→ **ЗАДАНИЯ ДЛЯ ВЫПОЛНЕНИЯ**
1 - Выведите без изменений часть фрагмента документа от слов «Это, вообще говоря, не» до слов «расшифровку письменности майя.».
2 - За что, согласно фрагменту документа, Ю.В. Кнорозов был удостоен степени доктора исторических наук?

→ **ФРАГМЕНТ ДОКУМЕНТА**
╭──
Герой одного детективного рассказа Артура Конан Дойла замечает у себя в саду ряд нарисованных мелом человечков. Это кажется ему детской забавой и не более – так сказать, мальчишеской пробой пера. И только наткнувшись на подобный рисунок еще и еще раз и заметив странную реакцию своей жены, он начинает понимать, что перед ним послания, зашифрованные тексты. И бежит за помощью к Шерлоку Холмсу.

Это, вообще говоря, не только литературный сюжет, но вполне жизненная ситуация. Ученым давно были известны рисунки древнего латиноамериканского народа майя – сплошные полосы фантастических фигурок людей, животных, каких-то предметов... Однако не сразу стало ясно, что перед нами – письмена: настолько они были декоративны, орнаментальны! А разгадал эти письмена в 50-е годы нашего века российский ученый Ю.В. Кнорозов: в свои тридцать с небольшим лет он был удостоен степени доктора исторических наук за расшифровку письменности майя.

Наряду с такими повседневными, привычными для нас средствами общения существуют целые сложные системы знаков специфических, даже экзотических. Таков, например, язык цветов, в прошлом веке любимое развлечение светского общества, средство флирта, налаживания отношений. Сегодня мы дарим цветы исходя в основном из наших представлений о красоте, да еще из финансовых возможностей (хотя при этом все же учитываем: должно ли количество цветов быть четным или нечетным; кроме того, существуют какие-то «ритуальные» цветы, наиболее подходящие для свадьбы или, скажем, для похорон...). Мы можем с примерно одинаковым успехом идти в гости, неся с собой (кстати: головками вверх или вниз? Во многих странах это не все равно!) букет красных гвоздик, чайных роз или сиреневых астр. Иное дело – правила этикета и общественные предписания прошлого века. В культурной сфере за каждым цветком закреплялось свое символическое значение, что позволяло не только передавать весьма разнообразную информацию, но и рассчитывать на такой же содержательный ответ, то есть на продолжение диалога. Скажем, в одной польской книге прошлого века так описывались значения цветов – да что там цветов! – разновидностей одного и того же цветка: роза белая – «к тебе склоняется мое сердце, к тебе стремится моя душа»; роза китайская – «я целиком принадлежу тебе»; роза чайная – «что за наслаждение быть с тобой!»; роза Королевы Ядвиги – «уважай прошлое: оно – мать будущего»; роза Борейко – «порадуй меня своей улыбкой»; роза полураскрывшаяся – «скрой наши чувства в глубине сердца»; роза желтая – «ты зря ревнуешь, к тому нет никаких оснований»; лепесток белой розы – «нет»; лепесток красной розы – «да». И т.д. В другой книге, тоже прошлого века, говорилось: «Буде же не окажется под рукой никаких цветков, можно воспользоваться цветами искусственными или нарисованными, а если и с этим возникнут трудности, достаточно просто употреблять их названия».
╰──
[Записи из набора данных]
╭──
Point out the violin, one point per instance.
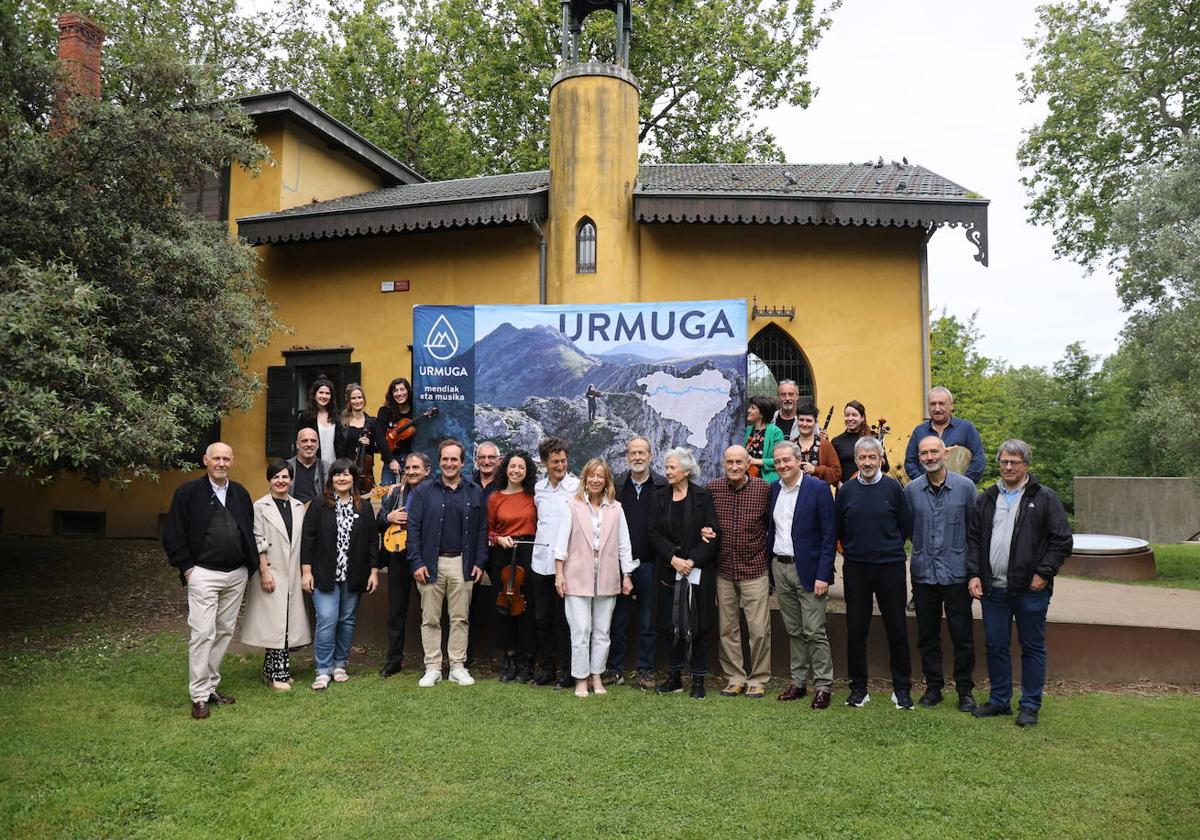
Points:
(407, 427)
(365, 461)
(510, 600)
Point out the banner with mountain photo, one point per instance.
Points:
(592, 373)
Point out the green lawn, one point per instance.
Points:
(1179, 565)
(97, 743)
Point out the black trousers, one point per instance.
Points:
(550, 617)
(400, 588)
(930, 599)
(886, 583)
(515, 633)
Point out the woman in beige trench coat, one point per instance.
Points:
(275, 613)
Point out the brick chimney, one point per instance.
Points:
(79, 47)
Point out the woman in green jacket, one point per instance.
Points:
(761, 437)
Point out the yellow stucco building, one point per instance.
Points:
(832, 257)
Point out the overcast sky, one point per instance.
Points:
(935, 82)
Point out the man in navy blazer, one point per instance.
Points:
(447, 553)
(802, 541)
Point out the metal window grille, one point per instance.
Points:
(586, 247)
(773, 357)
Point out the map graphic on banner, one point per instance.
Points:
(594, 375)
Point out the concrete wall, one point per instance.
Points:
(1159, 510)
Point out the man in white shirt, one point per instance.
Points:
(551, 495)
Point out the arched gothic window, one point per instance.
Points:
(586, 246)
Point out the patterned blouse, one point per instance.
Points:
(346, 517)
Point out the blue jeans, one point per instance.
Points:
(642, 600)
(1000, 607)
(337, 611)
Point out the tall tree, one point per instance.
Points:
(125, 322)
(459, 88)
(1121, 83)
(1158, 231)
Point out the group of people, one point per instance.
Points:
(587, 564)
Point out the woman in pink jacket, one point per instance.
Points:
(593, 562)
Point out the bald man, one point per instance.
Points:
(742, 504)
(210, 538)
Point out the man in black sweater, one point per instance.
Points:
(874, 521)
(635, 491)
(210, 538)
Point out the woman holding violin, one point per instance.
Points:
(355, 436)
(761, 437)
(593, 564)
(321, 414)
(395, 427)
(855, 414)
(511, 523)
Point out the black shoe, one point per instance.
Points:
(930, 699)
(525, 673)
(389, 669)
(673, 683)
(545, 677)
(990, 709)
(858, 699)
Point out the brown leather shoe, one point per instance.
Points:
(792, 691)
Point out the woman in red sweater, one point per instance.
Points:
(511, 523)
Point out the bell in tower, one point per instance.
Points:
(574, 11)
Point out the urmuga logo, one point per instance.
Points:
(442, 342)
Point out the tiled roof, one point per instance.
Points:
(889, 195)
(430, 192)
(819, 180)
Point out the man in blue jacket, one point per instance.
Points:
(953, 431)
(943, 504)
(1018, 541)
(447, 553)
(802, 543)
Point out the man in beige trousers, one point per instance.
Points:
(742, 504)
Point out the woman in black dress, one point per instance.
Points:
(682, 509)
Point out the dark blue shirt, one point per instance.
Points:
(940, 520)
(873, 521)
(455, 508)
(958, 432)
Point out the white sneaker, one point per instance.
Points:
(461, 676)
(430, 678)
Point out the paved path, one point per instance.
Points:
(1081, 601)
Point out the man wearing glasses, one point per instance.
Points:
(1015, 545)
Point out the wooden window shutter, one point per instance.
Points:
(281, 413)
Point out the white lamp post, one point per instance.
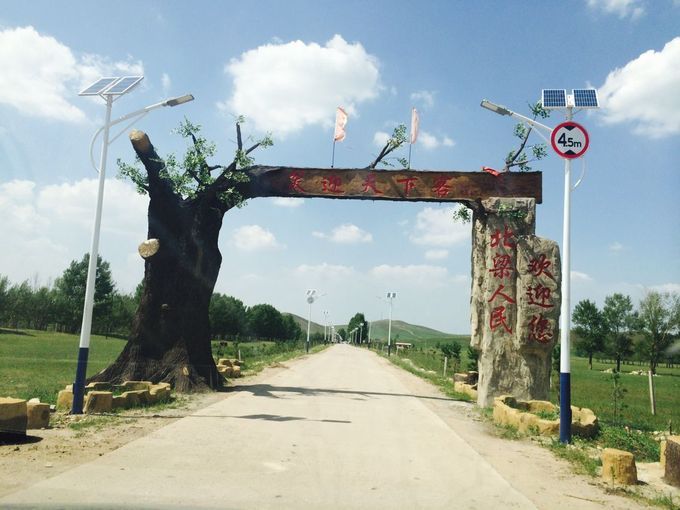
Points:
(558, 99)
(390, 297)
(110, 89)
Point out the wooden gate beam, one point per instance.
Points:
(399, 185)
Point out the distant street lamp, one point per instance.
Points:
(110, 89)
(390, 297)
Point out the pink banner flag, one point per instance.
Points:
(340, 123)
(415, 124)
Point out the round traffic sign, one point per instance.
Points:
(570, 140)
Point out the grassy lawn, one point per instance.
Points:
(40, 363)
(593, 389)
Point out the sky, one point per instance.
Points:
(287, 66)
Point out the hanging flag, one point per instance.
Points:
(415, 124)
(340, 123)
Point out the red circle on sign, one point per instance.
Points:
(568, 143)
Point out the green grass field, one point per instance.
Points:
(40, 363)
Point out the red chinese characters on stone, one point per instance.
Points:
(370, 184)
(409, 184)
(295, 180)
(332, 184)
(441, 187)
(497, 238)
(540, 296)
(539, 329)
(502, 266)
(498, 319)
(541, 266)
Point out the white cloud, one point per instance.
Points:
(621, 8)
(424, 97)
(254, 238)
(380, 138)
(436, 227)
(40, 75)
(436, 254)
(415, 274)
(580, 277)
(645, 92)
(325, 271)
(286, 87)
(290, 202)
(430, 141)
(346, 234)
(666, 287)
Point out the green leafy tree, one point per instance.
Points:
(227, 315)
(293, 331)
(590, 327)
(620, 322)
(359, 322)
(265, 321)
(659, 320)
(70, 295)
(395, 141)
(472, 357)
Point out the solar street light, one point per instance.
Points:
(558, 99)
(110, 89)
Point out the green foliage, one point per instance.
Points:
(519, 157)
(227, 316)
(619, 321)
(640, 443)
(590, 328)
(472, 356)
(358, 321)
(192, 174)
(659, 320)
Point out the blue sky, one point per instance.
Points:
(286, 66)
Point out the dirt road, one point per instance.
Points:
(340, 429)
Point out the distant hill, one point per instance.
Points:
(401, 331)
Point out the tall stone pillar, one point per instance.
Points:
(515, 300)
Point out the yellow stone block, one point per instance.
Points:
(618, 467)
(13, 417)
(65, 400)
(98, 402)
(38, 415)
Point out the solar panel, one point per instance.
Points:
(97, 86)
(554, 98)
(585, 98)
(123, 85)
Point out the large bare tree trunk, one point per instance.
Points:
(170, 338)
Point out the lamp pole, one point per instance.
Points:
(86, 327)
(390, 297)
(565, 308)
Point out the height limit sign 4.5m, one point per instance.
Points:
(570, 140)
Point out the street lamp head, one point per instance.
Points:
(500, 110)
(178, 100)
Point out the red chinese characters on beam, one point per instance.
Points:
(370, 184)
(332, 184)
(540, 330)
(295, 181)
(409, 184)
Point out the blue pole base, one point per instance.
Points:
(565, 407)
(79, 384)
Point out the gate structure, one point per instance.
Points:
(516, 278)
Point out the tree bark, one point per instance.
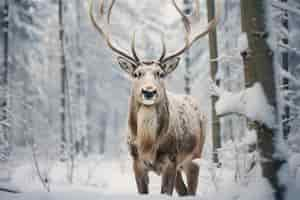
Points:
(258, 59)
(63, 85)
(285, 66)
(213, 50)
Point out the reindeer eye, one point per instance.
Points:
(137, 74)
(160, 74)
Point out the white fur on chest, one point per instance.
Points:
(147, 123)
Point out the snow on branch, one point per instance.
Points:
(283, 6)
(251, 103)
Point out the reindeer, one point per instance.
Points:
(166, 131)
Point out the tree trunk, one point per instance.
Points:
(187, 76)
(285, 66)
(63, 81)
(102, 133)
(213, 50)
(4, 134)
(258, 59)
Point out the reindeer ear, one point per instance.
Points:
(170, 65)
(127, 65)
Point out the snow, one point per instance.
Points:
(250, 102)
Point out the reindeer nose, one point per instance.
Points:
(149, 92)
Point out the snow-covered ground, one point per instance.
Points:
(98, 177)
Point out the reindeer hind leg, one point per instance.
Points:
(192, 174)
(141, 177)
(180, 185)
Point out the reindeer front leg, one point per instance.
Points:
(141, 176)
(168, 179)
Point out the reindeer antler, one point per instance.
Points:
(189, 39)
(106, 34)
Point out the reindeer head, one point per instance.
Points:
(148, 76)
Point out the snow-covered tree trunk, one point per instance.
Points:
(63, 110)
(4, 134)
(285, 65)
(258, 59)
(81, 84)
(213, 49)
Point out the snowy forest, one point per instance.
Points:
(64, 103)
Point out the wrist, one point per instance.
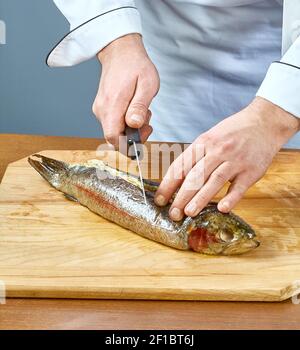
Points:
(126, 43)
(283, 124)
╰──
→ **ОТВЕТЫ ПО ЗАДАНИЯМ**
1 -
Это, вообще говоря, не только литературный сюжет, но вполне жизненная ситуация. Ученым давно были известны рисунки древнего латиноамериканского народа майя – сплошные полосы фантастических фигурок людей, животных, каких-то предметов... Однако не сразу стало ясно, что перед нами – письмена: настолько они были декоративны, орнаментальны! А разгадал эти письмена в 50-е годы нашего века российский ученый Ю.В. Кнорозов: в свои тридцать с небольшим лет он был удостоен степени доктора исторических наук за расшифровку письменности майя.

2 - За расшифровку письменности майя.